#### [EXERCISE PROMPT]
Using the entries below, output exactly the lines from the one containing "[(450, 547), (584, 709), (402, 284)]" through the final line, both included, and no others.

Saved entries:
- - - -

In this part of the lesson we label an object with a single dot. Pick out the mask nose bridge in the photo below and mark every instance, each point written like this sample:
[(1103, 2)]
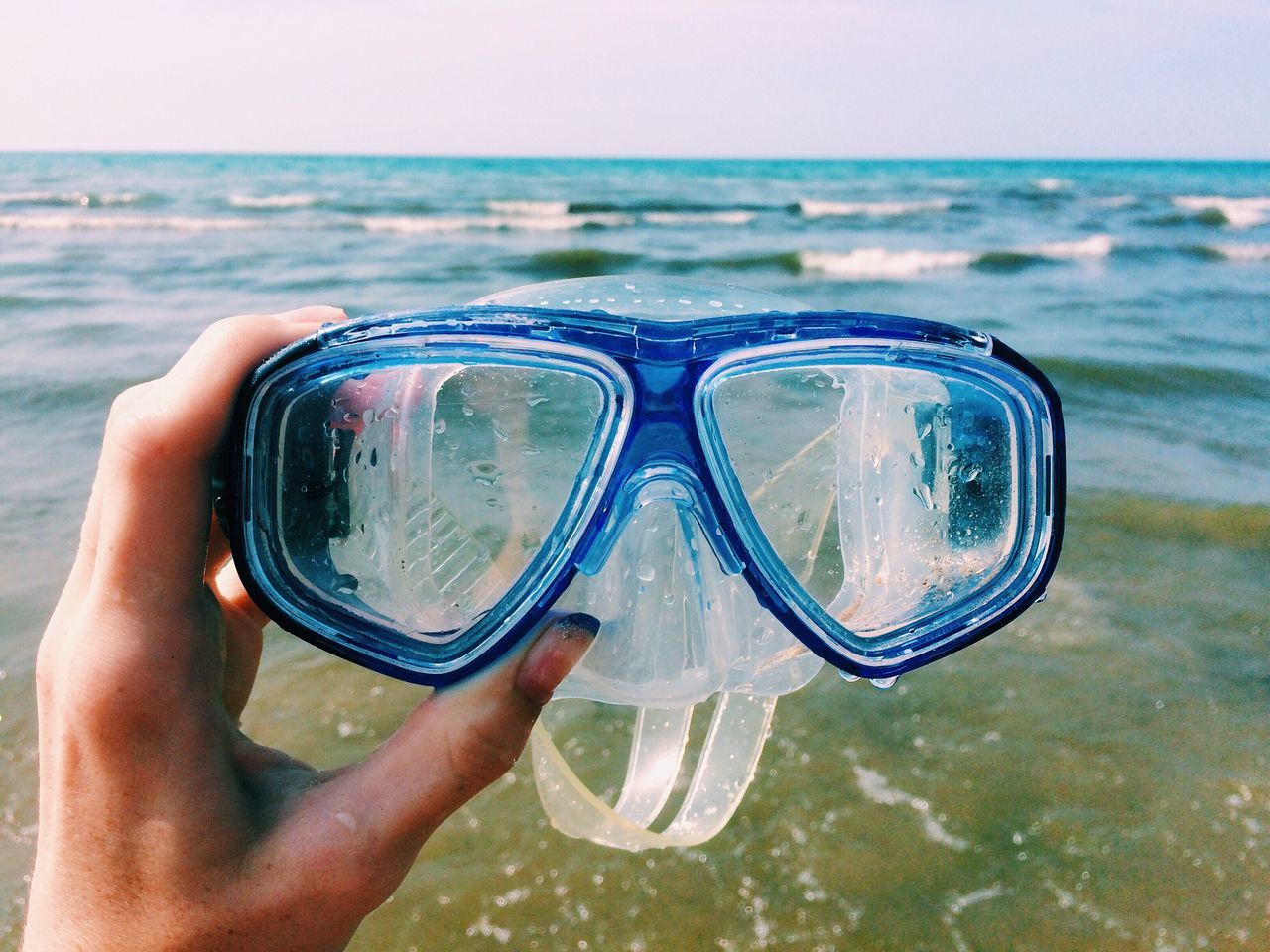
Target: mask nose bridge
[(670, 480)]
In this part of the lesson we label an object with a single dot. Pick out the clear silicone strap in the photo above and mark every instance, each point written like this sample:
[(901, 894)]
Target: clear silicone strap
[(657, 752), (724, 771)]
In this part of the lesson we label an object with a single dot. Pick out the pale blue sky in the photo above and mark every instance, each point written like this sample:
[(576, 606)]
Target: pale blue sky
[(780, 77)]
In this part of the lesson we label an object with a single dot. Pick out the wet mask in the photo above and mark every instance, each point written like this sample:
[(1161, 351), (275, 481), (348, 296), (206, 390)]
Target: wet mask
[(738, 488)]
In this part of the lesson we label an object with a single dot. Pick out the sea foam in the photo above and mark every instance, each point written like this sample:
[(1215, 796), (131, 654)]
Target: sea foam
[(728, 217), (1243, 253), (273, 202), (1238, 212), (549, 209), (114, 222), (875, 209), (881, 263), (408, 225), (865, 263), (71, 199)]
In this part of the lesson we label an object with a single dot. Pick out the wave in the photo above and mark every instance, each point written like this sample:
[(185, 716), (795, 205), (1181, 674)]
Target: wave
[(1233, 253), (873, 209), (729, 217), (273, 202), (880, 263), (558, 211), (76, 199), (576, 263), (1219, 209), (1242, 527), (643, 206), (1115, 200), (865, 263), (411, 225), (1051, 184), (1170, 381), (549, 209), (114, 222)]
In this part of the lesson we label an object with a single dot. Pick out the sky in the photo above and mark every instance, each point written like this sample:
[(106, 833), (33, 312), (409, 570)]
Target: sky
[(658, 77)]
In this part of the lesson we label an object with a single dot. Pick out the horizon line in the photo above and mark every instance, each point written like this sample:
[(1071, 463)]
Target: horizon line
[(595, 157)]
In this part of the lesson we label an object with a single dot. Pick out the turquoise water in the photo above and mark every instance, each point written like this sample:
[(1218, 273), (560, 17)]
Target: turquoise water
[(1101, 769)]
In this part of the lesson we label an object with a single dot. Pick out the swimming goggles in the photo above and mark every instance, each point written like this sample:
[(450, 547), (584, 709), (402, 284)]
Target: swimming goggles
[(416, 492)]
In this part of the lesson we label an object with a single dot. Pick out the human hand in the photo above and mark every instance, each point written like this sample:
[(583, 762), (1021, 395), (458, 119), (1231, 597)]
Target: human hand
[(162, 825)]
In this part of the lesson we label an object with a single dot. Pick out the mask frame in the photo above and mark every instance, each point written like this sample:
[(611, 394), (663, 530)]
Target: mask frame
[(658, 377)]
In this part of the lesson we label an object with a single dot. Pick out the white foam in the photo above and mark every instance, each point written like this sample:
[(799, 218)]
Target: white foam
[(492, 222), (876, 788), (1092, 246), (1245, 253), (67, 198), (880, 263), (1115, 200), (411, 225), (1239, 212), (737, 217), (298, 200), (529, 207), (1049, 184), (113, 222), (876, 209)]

- - - -

#### [TASK OUTPUT]
[(450, 547), (584, 709), (402, 284)]
Target: swimming goggles
[(416, 492)]
In this part of the lesson we label an object with a single dot. Pick out the human hand in the photo above and mark every instance, each point written like this sample:
[(583, 762), (1021, 395), (458, 119), (1231, 597)]
Target: human hand
[(162, 825)]
In this part of the lesson we label an object with a single dot. Pick out the mask frame in the photo above and mark every instance, each point written like this sample:
[(611, 394), (663, 530)]
Target: mask frame
[(658, 377)]
In this part of the lesson we label an object with a single dot. Pick out the white foam in the photo above and mark every instance, each point written like this sample:
[(799, 218)]
Target: white foam
[(492, 222), (876, 788), (1092, 246), (1245, 253), (67, 198), (880, 263), (1115, 200), (411, 225), (1239, 212), (737, 217), (298, 200), (529, 207), (1049, 184), (113, 222), (876, 209)]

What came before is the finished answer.